WORK TO COMPLETE
1. Pull out every line of the records that contains the word "retaining", matching case exactly.
2. Resume the essay about economists, picking up right after its last sentence.

DOCUMENT EXCERPT
++++++++++++++++++++
Is Economics Bollox?
Very serious people who think about very important things that affect us all. Or is it bollox?

Meanwhile, in the dusty halls of academia, of governments, and of banks, think tanks and other established and often ancient institutions, a bunch of people, mostly men, who like to think of themselves as smart are charged with fixing whatever it is that has gone wrong. They’re economists, and their ideas, perspective and advice not only strongly influences what governments and central bankers do, but influences how governments and central bankers think about what they do. Economists even frame the choices within which governments and central bankers operate. In a way, their theories help create real, actual economic reality for us all.

Money is important, governments have power, and economists influence what governments do with that power. Economists are therefore very, very important people doing very, very serious and important things that affect the real lives of hundreds of millions of people. This is serious stuff. Just ask them – they’ll tell you.

economics bollox
They don’t look very practical.

The thing to know about economists is that, like the magicians in the world of Jonathan Strange and Mr Norrell, there are two kinds of them: Practical Economists and Theoretical Economists. Practical economists are the ones out to change something. They work for governments, banks, central banks, lobby groups, etc. They want to fiddle with the workings of the economic machine to make it better – for somebody, if not for everybody.

Theoretical economists, on the other hand, are above all that. They think of themselves as scientists and see their purpose as a search for Truth. The practical economists, occupied with many other matters, depend on the theoretical economists for their theories. In other words, theoretical economists (specifically, theoretical macroeconomists) create the theory used by practical economists to strongly influence power. Theoretical economists may be relatively unknown, they may be boring, they may be incomprehensible, but they are very, very, very important people.
++++++++++++++++++++
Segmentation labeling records
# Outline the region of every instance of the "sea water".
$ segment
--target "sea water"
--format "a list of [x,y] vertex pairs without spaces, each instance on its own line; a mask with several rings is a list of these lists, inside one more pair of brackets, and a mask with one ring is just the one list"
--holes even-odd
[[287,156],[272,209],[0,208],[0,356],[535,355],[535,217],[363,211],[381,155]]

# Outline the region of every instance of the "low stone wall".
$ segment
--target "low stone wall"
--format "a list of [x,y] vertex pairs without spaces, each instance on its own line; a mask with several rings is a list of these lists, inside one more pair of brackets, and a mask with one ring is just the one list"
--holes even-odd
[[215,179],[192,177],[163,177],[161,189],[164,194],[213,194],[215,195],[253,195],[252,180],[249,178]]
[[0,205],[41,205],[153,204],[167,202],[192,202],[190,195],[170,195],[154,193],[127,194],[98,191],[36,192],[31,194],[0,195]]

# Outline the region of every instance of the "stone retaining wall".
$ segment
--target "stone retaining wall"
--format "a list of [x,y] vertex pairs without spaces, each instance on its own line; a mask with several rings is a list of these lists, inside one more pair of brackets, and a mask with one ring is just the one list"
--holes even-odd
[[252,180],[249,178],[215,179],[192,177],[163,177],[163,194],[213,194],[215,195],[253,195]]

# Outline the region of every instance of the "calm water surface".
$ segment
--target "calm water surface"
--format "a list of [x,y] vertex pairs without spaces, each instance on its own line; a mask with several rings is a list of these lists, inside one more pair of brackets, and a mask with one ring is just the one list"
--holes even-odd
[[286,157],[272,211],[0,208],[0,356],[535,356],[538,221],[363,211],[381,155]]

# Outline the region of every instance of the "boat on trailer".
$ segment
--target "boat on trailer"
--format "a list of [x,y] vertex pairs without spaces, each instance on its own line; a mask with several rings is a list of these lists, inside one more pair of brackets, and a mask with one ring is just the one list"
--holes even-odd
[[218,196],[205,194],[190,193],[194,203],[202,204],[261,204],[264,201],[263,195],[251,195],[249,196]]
++++++++++++++++++++
PER-TASK OUTPUTS
1.
# Outline the region of every instance of the "stone retaining wall".
--target "stone retaining wall"

2.
This is unfortunate, because there are two serious problems facing the community of theoretical macroeconomists these days:

The first problem facing theoretical macroeconomists is that reality is diverging from theory. More specifically, reality is diverging from their theory. In theory, theory and practice are the same, but in practice they’re not. In macroeconomic theory, X should be happening, or Y should be happening. Meanwhile, in practice, financial instability, weak growth, austerity, inequality, income insecurity and many other economic woes blight the lives of billions. In other words, whatever it is that macroeconomists are doing, or think they’re doing, it’s clearly not working.

economics bollox
That was a surprise! Oh well, these things happen.

And it’s not just that theoretical macroeconomists can’t fix the economy – they can’t even predict what’s going to happen! The 2008 financial calamity came out of the blue for most of them. Can you imagine the credibility of weather forecasting if the biggest storm in 75 years hit with almost no warning whatsoever? When an economic theory can’t even predict that, and seems useless at improving the situation, then what’s the point of it? It’s hard not to call bullshit.

Which brings me to the second problem facing theoretical macroeconomists today – the growing rebellion within their ranks. Essentially, theoretical macroeconomists are dividing into two camps, with more and more of them publicly doubting the orthodoxy. Faced with fact after fact that does not conform to their theories, more and more theoretical economists are, to their great credit, doubting those theories. Simply put, the ideas of theoretical macroeconomists affect the lives of millions, and there is currently an earthquake happening in their conceptual field.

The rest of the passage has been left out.